» **Task to carry out**: Pick out each line in the entries below that contains the word "wall" and copy those lines out in full.

» **Task material**:
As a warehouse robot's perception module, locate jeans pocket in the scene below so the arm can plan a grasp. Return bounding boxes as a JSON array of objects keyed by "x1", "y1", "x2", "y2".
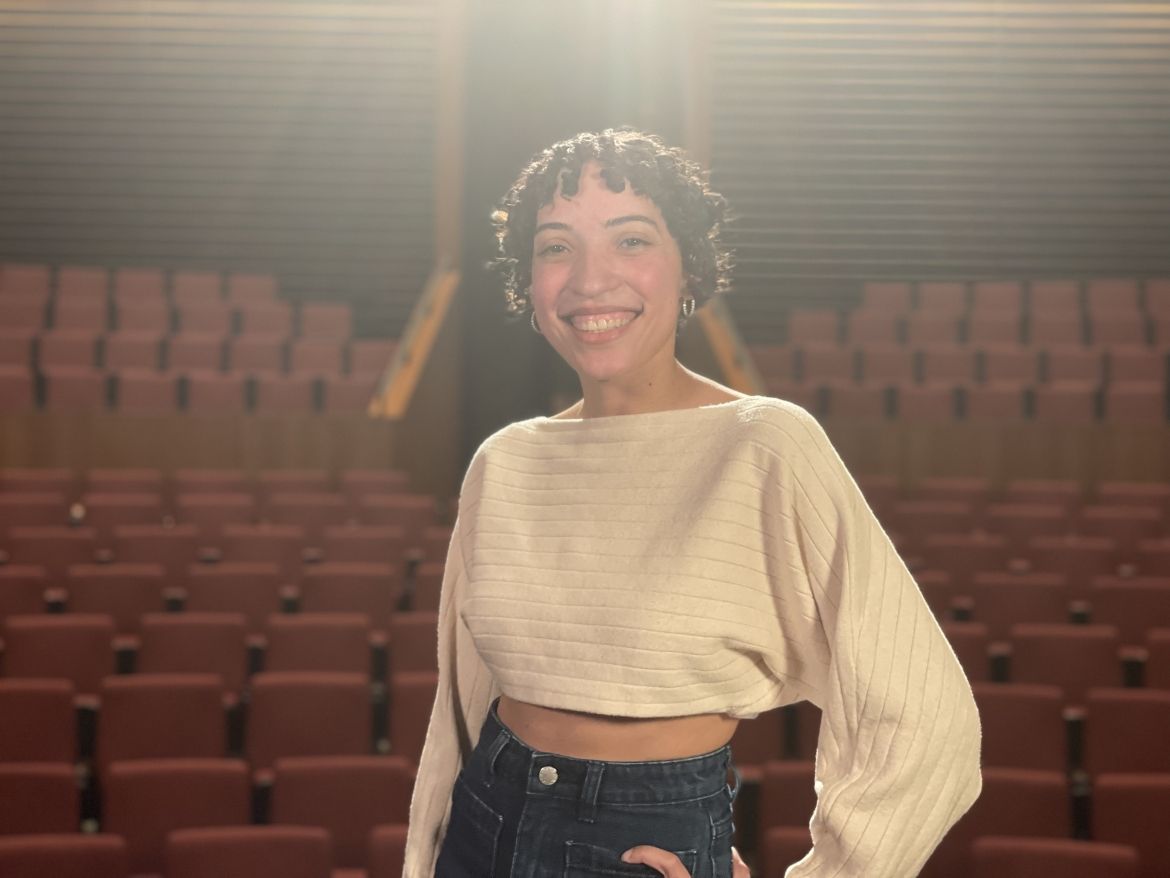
[
  {"x1": 711, "y1": 811, "x2": 735, "y2": 878},
  {"x1": 564, "y1": 842, "x2": 698, "y2": 878},
  {"x1": 435, "y1": 776, "x2": 504, "y2": 878}
]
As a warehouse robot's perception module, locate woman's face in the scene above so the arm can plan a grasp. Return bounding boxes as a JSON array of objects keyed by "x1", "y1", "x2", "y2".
[{"x1": 531, "y1": 162, "x2": 683, "y2": 385}]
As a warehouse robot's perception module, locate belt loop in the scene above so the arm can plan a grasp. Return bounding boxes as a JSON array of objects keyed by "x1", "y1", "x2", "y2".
[
  {"x1": 488, "y1": 728, "x2": 511, "y2": 786},
  {"x1": 577, "y1": 762, "x2": 605, "y2": 823}
]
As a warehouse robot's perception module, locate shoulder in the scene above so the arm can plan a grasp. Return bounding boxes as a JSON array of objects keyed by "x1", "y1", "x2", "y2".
[{"x1": 734, "y1": 397, "x2": 828, "y2": 451}]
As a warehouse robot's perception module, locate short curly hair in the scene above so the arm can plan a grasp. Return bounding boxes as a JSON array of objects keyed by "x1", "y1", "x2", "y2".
[{"x1": 488, "y1": 128, "x2": 731, "y2": 316}]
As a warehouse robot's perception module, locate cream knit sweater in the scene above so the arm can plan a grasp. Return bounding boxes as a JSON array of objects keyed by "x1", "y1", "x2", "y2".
[{"x1": 404, "y1": 397, "x2": 980, "y2": 878}]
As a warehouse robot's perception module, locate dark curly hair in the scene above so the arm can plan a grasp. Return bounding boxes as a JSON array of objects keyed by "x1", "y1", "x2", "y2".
[{"x1": 488, "y1": 128, "x2": 731, "y2": 316}]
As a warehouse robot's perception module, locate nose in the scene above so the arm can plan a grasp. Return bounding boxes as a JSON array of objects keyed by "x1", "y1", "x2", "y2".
[{"x1": 569, "y1": 247, "x2": 618, "y2": 297}]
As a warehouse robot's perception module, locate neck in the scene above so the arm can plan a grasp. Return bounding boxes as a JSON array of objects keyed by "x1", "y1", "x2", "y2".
[{"x1": 577, "y1": 358, "x2": 695, "y2": 418}]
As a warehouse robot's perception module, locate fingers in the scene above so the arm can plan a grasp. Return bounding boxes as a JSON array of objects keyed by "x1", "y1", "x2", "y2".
[
  {"x1": 731, "y1": 848, "x2": 751, "y2": 878},
  {"x1": 621, "y1": 844, "x2": 692, "y2": 878}
]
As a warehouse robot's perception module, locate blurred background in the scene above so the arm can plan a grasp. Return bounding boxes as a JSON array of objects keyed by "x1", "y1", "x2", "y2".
[{"x1": 0, "y1": 0, "x2": 1170, "y2": 878}]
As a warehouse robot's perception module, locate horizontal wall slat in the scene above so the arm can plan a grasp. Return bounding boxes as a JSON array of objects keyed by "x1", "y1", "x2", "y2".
[
  {"x1": 0, "y1": 0, "x2": 439, "y2": 334},
  {"x1": 708, "y1": 0, "x2": 1170, "y2": 341}
]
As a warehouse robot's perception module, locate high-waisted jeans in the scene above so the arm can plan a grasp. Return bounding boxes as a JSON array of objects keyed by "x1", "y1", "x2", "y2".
[{"x1": 435, "y1": 702, "x2": 739, "y2": 878}]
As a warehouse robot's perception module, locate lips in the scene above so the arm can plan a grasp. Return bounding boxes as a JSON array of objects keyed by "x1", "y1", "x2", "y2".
[{"x1": 567, "y1": 311, "x2": 638, "y2": 332}]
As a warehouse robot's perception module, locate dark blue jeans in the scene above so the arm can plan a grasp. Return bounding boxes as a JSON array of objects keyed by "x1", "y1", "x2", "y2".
[{"x1": 435, "y1": 702, "x2": 739, "y2": 878}]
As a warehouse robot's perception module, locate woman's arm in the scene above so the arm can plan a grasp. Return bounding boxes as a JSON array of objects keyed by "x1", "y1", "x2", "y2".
[
  {"x1": 402, "y1": 521, "x2": 498, "y2": 878},
  {"x1": 777, "y1": 410, "x2": 982, "y2": 878}
]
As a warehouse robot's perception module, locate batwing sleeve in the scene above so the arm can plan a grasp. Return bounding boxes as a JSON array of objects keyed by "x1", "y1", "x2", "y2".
[
  {"x1": 779, "y1": 406, "x2": 982, "y2": 878},
  {"x1": 402, "y1": 508, "x2": 498, "y2": 878}
]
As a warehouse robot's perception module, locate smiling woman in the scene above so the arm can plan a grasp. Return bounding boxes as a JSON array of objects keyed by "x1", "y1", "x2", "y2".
[{"x1": 404, "y1": 130, "x2": 979, "y2": 878}]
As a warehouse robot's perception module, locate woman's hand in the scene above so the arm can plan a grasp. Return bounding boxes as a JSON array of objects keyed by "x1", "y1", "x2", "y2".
[{"x1": 621, "y1": 844, "x2": 751, "y2": 878}]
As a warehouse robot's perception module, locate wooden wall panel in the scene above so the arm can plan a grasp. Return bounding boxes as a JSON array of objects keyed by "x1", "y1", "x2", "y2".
[
  {"x1": 0, "y1": 0, "x2": 439, "y2": 335},
  {"x1": 706, "y1": 0, "x2": 1170, "y2": 341}
]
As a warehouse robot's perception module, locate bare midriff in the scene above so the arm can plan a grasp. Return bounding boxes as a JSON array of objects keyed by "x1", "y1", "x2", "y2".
[{"x1": 497, "y1": 695, "x2": 739, "y2": 762}]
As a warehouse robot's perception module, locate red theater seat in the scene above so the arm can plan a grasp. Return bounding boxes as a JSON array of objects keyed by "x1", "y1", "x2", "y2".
[
  {"x1": 1011, "y1": 624, "x2": 1123, "y2": 704},
  {"x1": 165, "y1": 826, "x2": 331, "y2": 878},
  {"x1": 300, "y1": 302, "x2": 353, "y2": 342},
  {"x1": 366, "y1": 824, "x2": 406, "y2": 878},
  {"x1": 165, "y1": 331, "x2": 223, "y2": 372},
  {"x1": 136, "y1": 611, "x2": 248, "y2": 701},
  {"x1": 255, "y1": 375, "x2": 317, "y2": 416},
  {"x1": 759, "y1": 761, "x2": 817, "y2": 834},
  {"x1": 102, "y1": 759, "x2": 252, "y2": 874},
  {"x1": 388, "y1": 671, "x2": 439, "y2": 764},
  {"x1": 0, "y1": 834, "x2": 129, "y2": 878},
  {"x1": 228, "y1": 336, "x2": 285, "y2": 375},
  {"x1": 227, "y1": 274, "x2": 278, "y2": 304},
  {"x1": 921, "y1": 768, "x2": 1072, "y2": 878},
  {"x1": 917, "y1": 281, "x2": 966, "y2": 314},
  {"x1": 1093, "y1": 774, "x2": 1170, "y2": 878},
  {"x1": 1145, "y1": 627, "x2": 1170, "y2": 690},
  {"x1": 171, "y1": 272, "x2": 223, "y2": 303},
  {"x1": 113, "y1": 524, "x2": 200, "y2": 584},
  {"x1": 239, "y1": 301, "x2": 293, "y2": 338},
  {"x1": 271, "y1": 756, "x2": 414, "y2": 869},
  {"x1": 113, "y1": 268, "x2": 166, "y2": 301},
  {"x1": 301, "y1": 559, "x2": 402, "y2": 630},
  {"x1": 2, "y1": 615, "x2": 115, "y2": 695},
  {"x1": 1085, "y1": 688, "x2": 1170, "y2": 776},
  {"x1": 6, "y1": 524, "x2": 98, "y2": 582},
  {"x1": 0, "y1": 678, "x2": 77, "y2": 763},
  {"x1": 247, "y1": 671, "x2": 369, "y2": 771},
  {"x1": 971, "y1": 682, "x2": 1068, "y2": 771},
  {"x1": 264, "y1": 612, "x2": 370, "y2": 677},
  {"x1": 187, "y1": 372, "x2": 248, "y2": 414},
  {"x1": 0, "y1": 564, "x2": 49, "y2": 623},
  {"x1": 0, "y1": 762, "x2": 81, "y2": 833},
  {"x1": 66, "y1": 563, "x2": 166, "y2": 635},
  {"x1": 861, "y1": 281, "x2": 910, "y2": 314},
  {"x1": 390, "y1": 611, "x2": 439, "y2": 675},
  {"x1": 44, "y1": 366, "x2": 109, "y2": 412},
  {"x1": 971, "y1": 836, "x2": 1138, "y2": 878},
  {"x1": 96, "y1": 674, "x2": 227, "y2": 770},
  {"x1": 0, "y1": 365, "x2": 36, "y2": 414},
  {"x1": 185, "y1": 561, "x2": 284, "y2": 633},
  {"x1": 115, "y1": 369, "x2": 179, "y2": 414}
]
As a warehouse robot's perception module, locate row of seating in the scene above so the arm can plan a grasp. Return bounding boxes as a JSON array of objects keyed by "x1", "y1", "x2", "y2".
[
  {"x1": 0, "y1": 824, "x2": 406, "y2": 878},
  {"x1": 0, "y1": 366, "x2": 380, "y2": 416},
  {"x1": 0, "y1": 262, "x2": 280, "y2": 304},
  {"x1": 0, "y1": 658, "x2": 436, "y2": 772},
  {"x1": 942, "y1": 622, "x2": 1170, "y2": 705},
  {"x1": 0, "y1": 561, "x2": 442, "y2": 635},
  {"x1": 860, "y1": 277, "x2": 1170, "y2": 314},
  {"x1": 769, "y1": 383, "x2": 1170, "y2": 425},
  {"x1": 0, "y1": 486, "x2": 435, "y2": 536},
  {"x1": 751, "y1": 339, "x2": 1170, "y2": 386},
  {"x1": 0, "y1": 293, "x2": 353, "y2": 342},
  {"x1": 918, "y1": 572, "x2": 1170, "y2": 645},
  {"x1": 0, "y1": 467, "x2": 410, "y2": 500},
  {"x1": 0, "y1": 467, "x2": 1155, "y2": 512},
  {"x1": 0, "y1": 327, "x2": 397, "y2": 375},
  {"x1": 784, "y1": 307, "x2": 1170, "y2": 347},
  {"x1": 0, "y1": 610, "x2": 438, "y2": 700},
  {"x1": 0, "y1": 756, "x2": 414, "y2": 878}
]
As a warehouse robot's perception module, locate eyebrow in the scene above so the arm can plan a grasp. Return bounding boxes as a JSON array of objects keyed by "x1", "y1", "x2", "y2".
[{"x1": 532, "y1": 213, "x2": 661, "y2": 235}]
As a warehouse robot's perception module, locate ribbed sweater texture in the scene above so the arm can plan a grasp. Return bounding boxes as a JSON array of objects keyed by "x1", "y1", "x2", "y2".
[{"x1": 404, "y1": 397, "x2": 980, "y2": 878}]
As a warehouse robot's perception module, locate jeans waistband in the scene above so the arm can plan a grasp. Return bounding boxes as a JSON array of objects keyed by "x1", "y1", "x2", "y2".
[{"x1": 468, "y1": 699, "x2": 739, "y2": 804}]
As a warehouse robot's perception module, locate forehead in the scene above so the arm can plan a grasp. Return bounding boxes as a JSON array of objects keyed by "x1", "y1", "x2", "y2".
[{"x1": 536, "y1": 162, "x2": 662, "y2": 224}]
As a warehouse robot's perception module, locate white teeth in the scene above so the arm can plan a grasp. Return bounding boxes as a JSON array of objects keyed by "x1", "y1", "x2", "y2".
[{"x1": 572, "y1": 314, "x2": 638, "y2": 332}]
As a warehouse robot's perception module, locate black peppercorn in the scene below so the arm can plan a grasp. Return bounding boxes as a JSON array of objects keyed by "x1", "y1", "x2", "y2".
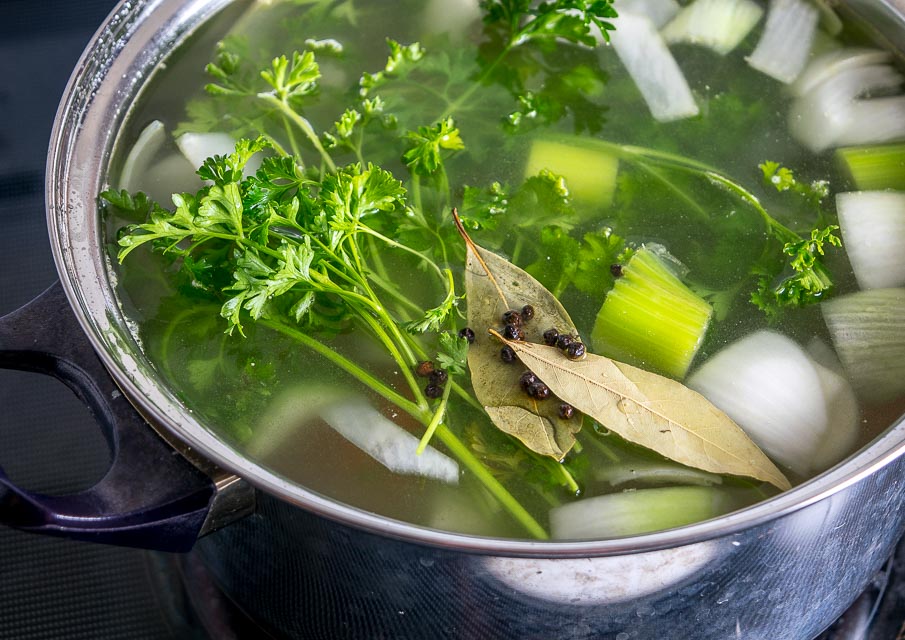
[
  {"x1": 503, "y1": 324, "x2": 525, "y2": 340},
  {"x1": 415, "y1": 360, "x2": 434, "y2": 378},
  {"x1": 556, "y1": 333, "x2": 575, "y2": 351},
  {"x1": 528, "y1": 382, "x2": 550, "y2": 400},
  {"x1": 518, "y1": 371, "x2": 538, "y2": 391},
  {"x1": 565, "y1": 341, "x2": 585, "y2": 360},
  {"x1": 503, "y1": 309, "x2": 522, "y2": 327}
]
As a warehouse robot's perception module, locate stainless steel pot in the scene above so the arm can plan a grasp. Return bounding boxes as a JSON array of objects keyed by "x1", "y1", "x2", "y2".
[{"x1": 0, "y1": 0, "x2": 905, "y2": 640}]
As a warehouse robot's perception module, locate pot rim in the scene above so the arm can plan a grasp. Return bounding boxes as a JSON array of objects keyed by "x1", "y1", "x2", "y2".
[{"x1": 45, "y1": 0, "x2": 905, "y2": 558}]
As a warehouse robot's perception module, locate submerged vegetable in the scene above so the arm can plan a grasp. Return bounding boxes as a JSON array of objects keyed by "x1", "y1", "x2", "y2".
[
  {"x1": 836, "y1": 191, "x2": 905, "y2": 289},
  {"x1": 104, "y1": 0, "x2": 905, "y2": 539},
  {"x1": 821, "y1": 288, "x2": 905, "y2": 402},
  {"x1": 591, "y1": 246, "x2": 713, "y2": 380},
  {"x1": 688, "y1": 331, "x2": 859, "y2": 477},
  {"x1": 550, "y1": 486, "x2": 738, "y2": 540}
]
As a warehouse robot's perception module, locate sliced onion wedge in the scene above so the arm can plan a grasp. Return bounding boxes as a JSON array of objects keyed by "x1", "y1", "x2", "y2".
[
  {"x1": 662, "y1": 0, "x2": 764, "y2": 55},
  {"x1": 687, "y1": 331, "x2": 858, "y2": 477},
  {"x1": 836, "y1": 191, "x2": 905, "y2": 289},
  {"x1": 550, "y1": 486, "x2": 738, "y2": 540},
  {"x1": 119, "y1": 120, "x2": 167, "y2": 192},
  {"x1": 176, "y1": 131, "x2": 261, "y2": 176},
  {"x1": 610, "y1": 13, "x2": 699, "y2": 122},
  {"x1": 789, "y1": 64, "x2": 905, "y2": 153},
  {"x1": 748, "y1": 0, "x2": 820, "y2": 84},
  {"x1": 320, "y1": 400, "x2": 459, "y2": 484},
  {"x1": 820, "y1": 288, "x2": 905, "y2": 403},
  {"x1": 618, "y1": 0, "x2": 680, "y2": 29}
]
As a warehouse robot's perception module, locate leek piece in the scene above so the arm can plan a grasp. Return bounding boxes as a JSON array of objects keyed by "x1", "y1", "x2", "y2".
[
  {"x1": 591, "y1": 245, "x2": 713, "y2": 380},
  {"x1": 748, "y1": 0, "x2": 819, "y2": 84},
  {"x1": 820, "y1": 288, "x2": 905, "y2": 403},
  {"x1": 836, "y1": 191, "x2": 905, "y2": 289},
  {"x1": 550, "y1": 487, "x2": 737, "y2": 540},
  {"x1": 836, "y1": 144, "x2": 905, "y2": 191},
  {"x1": 662, "y1": 0, "x2": 764, "y2": 55},
  {"x1": 594, "y1": 462, "x2": 723, "y2": 487},
  {"x1": 525, "y1": 139, "x2": 619, "y2": 207},
  {"x1": 687, "y1": 331, "x2": 859, "y2": 477},
  {"x1": 610, "y1": 13, "x2": 699, "y2": 122}
]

» **Answer**:
As a warehouse robot's perception module, locate horizontal wall slat in the scene above so the arm can plan a grasp. Return bounding boxes as a JSON array of objects keyed by "x1", "y1", "x2", "y2".
As a warehouse robot's perception module, locate wooden wall panel in the scene above so the arm can plan a grasp. Return bounding boxes as a JSON array of objects keyed by "x1", "y1", "x2", "y2".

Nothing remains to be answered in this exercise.